#### [Description of the task]
Among the entries below, copy every line that carries the word "front".

#### [Supplied records]
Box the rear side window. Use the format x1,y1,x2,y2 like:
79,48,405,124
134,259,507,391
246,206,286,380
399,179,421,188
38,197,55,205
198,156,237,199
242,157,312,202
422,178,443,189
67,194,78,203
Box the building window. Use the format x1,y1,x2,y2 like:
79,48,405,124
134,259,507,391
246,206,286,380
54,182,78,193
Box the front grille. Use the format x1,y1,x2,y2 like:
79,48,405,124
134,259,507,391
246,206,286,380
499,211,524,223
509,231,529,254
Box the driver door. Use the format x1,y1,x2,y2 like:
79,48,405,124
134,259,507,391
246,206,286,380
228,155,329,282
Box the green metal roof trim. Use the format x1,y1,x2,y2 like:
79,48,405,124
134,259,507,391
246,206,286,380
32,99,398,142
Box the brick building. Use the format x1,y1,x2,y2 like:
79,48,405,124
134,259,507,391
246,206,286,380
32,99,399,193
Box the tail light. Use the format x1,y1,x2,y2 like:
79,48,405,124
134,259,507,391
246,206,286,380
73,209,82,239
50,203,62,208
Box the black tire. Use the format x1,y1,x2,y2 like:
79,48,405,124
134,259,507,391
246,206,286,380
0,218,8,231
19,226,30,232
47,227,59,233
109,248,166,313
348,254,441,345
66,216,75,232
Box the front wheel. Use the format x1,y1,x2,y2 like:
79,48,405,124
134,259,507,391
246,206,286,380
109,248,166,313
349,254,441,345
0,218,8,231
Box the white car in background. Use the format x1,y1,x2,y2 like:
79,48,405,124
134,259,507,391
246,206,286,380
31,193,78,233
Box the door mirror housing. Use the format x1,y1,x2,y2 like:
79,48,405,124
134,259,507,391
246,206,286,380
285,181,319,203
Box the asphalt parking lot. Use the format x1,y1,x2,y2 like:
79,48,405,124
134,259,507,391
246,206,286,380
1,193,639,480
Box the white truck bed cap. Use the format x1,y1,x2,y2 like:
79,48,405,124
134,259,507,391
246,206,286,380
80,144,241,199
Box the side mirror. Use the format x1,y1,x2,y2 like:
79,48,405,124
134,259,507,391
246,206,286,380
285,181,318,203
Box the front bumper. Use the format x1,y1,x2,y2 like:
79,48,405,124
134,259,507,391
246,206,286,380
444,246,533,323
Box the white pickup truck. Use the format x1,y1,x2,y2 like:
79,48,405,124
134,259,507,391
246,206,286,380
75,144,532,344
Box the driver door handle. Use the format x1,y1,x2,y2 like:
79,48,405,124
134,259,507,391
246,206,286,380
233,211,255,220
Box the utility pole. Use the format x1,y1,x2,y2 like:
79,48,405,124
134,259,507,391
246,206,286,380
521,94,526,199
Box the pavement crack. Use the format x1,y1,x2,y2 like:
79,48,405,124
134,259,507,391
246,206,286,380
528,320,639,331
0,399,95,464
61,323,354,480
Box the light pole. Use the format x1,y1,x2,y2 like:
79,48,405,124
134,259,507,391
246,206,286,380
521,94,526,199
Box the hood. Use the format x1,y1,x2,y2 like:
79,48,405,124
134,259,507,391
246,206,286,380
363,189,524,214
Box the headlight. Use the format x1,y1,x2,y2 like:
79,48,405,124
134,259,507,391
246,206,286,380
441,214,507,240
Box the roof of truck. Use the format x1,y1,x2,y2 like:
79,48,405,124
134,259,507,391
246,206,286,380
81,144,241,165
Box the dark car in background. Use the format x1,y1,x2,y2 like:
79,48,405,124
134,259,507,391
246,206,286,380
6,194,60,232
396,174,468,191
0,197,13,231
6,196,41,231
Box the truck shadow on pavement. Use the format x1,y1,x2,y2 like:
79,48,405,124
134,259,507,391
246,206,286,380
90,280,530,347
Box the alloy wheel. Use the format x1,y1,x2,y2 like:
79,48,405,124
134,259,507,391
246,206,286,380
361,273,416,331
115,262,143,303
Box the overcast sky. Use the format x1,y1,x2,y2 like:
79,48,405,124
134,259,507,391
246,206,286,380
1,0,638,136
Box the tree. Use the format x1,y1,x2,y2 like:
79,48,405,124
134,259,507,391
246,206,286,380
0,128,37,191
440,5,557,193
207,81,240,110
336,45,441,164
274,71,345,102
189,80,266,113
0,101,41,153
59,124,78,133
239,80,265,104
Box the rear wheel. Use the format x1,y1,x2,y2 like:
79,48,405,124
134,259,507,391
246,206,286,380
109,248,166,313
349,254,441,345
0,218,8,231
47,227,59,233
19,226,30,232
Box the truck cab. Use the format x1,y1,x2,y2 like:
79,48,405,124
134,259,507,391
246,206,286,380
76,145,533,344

==

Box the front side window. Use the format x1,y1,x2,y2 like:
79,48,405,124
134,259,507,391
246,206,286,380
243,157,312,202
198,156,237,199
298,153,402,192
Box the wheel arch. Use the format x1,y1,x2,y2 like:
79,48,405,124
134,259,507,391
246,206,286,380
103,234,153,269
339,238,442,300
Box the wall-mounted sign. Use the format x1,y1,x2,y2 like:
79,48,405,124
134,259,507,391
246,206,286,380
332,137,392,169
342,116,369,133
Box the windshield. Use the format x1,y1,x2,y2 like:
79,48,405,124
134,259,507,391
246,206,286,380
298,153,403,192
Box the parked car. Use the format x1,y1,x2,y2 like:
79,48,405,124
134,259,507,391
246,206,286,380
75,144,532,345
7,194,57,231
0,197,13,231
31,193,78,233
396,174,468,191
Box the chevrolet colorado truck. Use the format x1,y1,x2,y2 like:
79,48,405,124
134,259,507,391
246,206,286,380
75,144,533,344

==

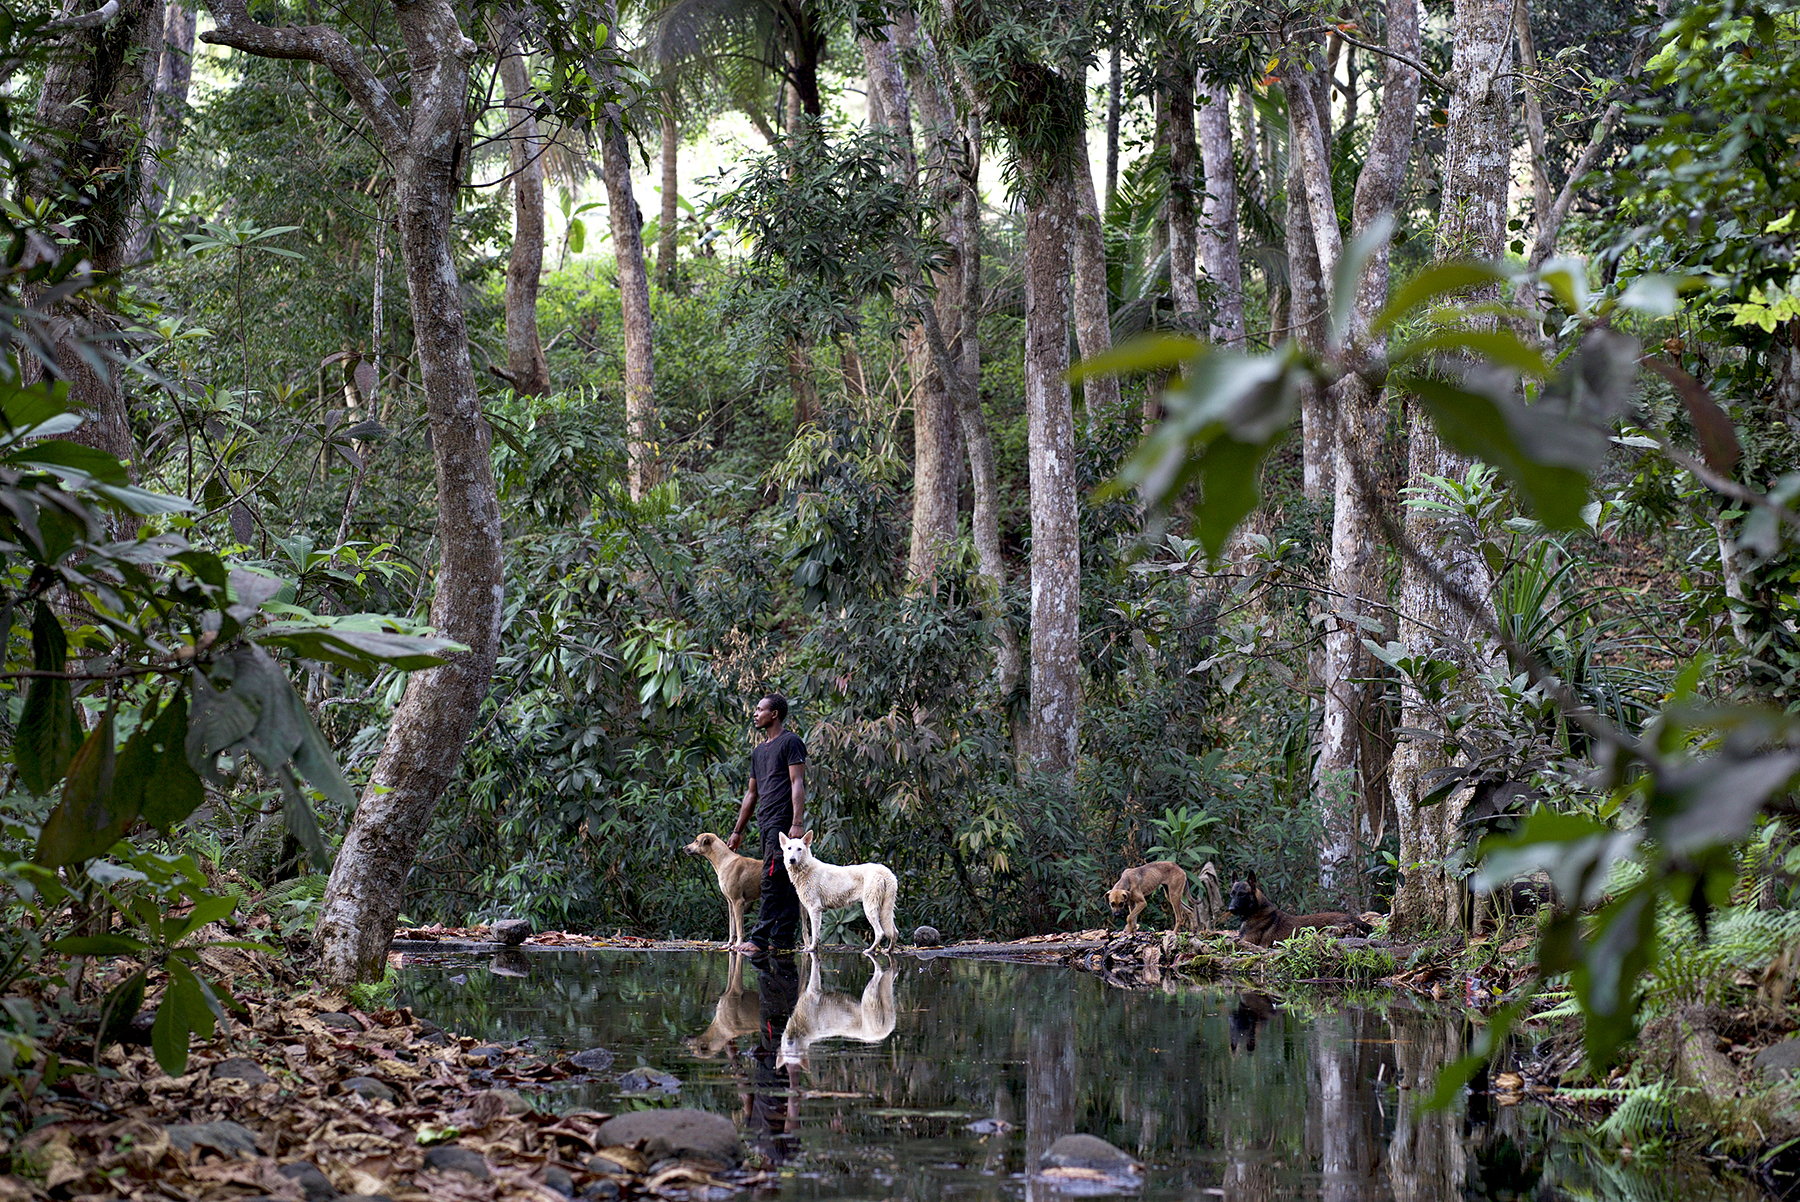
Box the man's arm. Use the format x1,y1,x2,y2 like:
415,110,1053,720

#### [Written solution]
Box the front grille. Use the format x1,y1,x2,y2 like:
Box the front wheel. Use the format x1,y1,x2,y2 like:
Box the front bumper. Use the format x1,y1,x2,y2 like:
Box the front side window. Use the format x1,y1,x2,y2 like:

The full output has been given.